+++ RAW DATA
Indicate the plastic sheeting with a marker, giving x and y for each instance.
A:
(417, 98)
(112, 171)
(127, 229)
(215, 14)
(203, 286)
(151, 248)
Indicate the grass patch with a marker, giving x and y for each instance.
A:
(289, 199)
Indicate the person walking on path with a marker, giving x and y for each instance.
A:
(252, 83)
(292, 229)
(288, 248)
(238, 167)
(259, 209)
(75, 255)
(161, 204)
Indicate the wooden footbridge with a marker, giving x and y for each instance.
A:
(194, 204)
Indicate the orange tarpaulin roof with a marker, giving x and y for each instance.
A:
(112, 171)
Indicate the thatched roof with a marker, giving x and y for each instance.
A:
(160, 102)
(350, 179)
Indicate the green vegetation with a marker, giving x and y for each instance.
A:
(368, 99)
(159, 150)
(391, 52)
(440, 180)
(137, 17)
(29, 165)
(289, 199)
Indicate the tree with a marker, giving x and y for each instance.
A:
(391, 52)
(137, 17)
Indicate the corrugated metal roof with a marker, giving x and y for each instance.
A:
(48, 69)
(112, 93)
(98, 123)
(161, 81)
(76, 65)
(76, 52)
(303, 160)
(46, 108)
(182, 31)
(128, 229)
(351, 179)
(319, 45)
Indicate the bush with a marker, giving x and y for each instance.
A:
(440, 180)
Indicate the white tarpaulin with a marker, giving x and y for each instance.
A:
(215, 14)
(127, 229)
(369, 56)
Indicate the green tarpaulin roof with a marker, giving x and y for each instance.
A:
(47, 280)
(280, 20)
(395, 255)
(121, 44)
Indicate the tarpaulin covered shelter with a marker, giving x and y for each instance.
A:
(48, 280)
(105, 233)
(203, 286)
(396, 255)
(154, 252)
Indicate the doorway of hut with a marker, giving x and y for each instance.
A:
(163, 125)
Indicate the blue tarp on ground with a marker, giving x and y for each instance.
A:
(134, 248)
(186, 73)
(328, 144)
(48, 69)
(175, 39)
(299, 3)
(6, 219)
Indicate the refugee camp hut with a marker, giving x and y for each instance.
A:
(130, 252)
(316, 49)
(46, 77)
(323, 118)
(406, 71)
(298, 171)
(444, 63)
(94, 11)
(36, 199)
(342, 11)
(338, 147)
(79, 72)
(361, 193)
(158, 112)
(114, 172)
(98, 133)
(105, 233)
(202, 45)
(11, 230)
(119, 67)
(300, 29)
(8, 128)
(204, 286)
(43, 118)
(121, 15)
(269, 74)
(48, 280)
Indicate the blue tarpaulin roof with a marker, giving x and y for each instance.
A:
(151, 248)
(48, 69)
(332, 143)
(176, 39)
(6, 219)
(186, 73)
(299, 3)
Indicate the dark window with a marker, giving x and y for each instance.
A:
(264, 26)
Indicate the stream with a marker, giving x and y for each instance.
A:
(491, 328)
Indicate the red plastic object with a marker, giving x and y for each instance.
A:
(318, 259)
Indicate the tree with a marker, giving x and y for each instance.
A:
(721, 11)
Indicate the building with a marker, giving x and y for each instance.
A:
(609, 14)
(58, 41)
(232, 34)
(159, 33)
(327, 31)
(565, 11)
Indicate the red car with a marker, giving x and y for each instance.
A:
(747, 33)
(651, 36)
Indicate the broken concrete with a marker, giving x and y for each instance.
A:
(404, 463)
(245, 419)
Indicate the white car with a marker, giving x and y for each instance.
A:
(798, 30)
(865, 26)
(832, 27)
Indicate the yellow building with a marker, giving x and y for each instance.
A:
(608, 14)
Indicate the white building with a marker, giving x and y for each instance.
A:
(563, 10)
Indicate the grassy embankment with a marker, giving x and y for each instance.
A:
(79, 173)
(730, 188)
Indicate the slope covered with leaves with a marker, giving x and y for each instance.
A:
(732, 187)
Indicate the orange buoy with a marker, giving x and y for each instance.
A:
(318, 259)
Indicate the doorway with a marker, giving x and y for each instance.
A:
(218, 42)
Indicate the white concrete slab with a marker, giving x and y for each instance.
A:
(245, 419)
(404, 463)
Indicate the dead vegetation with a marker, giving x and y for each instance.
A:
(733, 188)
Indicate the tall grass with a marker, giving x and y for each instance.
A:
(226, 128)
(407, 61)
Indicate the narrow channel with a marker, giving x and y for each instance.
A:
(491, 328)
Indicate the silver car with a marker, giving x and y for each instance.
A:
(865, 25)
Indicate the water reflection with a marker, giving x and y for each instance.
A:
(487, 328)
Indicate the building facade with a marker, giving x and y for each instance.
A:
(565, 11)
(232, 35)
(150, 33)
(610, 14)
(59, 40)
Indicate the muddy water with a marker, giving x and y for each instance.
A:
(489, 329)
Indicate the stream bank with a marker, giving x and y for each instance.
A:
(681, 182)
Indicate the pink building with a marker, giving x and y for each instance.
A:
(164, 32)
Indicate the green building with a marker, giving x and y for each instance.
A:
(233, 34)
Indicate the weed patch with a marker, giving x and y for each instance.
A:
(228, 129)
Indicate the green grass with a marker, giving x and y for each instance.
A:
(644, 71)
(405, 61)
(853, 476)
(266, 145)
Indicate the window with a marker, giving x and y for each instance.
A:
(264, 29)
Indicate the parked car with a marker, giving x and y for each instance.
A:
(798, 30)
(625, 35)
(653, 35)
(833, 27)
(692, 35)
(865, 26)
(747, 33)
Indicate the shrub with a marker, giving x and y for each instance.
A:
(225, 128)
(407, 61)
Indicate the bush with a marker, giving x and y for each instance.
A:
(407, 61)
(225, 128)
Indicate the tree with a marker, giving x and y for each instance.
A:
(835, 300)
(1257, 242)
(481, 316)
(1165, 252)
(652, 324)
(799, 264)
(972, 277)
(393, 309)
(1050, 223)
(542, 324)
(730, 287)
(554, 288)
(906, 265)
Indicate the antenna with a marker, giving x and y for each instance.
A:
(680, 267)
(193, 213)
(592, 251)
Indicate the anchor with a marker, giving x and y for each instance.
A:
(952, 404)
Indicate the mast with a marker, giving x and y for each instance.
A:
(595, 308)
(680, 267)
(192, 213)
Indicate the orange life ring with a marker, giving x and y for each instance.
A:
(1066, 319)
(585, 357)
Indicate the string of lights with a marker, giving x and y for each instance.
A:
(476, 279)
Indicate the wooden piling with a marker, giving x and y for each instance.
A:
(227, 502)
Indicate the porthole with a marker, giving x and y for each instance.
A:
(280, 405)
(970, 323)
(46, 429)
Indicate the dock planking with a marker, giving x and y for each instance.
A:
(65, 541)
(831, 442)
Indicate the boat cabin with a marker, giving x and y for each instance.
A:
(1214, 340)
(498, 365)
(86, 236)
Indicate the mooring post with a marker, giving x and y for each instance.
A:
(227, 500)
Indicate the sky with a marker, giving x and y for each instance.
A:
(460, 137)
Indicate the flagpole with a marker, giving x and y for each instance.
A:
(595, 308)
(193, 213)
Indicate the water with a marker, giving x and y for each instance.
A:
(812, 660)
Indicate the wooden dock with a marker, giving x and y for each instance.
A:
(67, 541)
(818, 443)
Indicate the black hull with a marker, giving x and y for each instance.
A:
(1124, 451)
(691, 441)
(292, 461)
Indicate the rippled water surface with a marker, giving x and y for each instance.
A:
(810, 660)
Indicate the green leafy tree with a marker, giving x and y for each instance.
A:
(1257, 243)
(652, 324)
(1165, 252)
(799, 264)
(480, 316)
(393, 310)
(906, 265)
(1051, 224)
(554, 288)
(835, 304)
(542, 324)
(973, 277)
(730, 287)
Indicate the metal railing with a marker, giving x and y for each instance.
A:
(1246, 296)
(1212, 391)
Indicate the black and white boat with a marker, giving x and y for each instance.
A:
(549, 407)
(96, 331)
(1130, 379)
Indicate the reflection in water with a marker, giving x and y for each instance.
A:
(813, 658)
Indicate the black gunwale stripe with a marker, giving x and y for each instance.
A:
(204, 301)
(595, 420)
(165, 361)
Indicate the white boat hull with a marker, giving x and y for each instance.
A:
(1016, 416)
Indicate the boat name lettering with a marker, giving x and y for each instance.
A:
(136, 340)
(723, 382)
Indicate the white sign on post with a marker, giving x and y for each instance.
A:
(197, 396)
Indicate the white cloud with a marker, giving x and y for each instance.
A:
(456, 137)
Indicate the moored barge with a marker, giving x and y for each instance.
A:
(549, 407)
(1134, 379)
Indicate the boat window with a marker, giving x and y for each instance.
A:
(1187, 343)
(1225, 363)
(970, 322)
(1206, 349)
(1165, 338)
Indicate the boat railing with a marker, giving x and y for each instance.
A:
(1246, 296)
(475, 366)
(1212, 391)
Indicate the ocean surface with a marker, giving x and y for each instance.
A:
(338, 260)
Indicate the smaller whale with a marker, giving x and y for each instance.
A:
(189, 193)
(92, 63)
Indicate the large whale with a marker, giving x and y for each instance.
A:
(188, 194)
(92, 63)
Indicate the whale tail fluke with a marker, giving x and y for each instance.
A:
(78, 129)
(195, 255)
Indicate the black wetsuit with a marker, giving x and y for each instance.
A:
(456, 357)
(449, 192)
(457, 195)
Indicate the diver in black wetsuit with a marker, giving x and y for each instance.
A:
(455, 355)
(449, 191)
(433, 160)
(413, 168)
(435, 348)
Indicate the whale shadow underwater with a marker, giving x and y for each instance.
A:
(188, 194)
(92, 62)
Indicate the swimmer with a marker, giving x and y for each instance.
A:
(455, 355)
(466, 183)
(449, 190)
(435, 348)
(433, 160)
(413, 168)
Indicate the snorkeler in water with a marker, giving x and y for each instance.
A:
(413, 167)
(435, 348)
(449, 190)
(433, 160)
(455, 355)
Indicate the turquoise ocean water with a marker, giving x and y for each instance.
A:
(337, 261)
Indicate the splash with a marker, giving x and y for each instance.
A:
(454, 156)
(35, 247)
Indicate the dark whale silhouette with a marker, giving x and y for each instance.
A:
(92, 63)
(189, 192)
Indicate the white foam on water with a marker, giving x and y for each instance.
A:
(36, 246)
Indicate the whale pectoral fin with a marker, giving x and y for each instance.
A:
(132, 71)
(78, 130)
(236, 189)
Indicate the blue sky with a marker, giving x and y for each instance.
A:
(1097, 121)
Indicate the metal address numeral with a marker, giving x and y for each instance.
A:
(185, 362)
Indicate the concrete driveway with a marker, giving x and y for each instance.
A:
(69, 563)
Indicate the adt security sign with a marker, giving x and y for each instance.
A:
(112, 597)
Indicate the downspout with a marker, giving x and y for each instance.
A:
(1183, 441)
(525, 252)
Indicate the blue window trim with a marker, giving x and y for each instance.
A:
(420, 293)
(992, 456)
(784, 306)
++++++
_ASSIGNED TASK_
Look through the listing above and copy each line where the string "orange" occurs.

_SOLUTION FOR THIS TASK_
Indicate the orange tarpaulin roof with a marker, giving x and y for each instance.
Indicate the orange buoy with a marker, giving x and y for each instance.
Indicate the orange life ring with a marker, giving x and y for each instance.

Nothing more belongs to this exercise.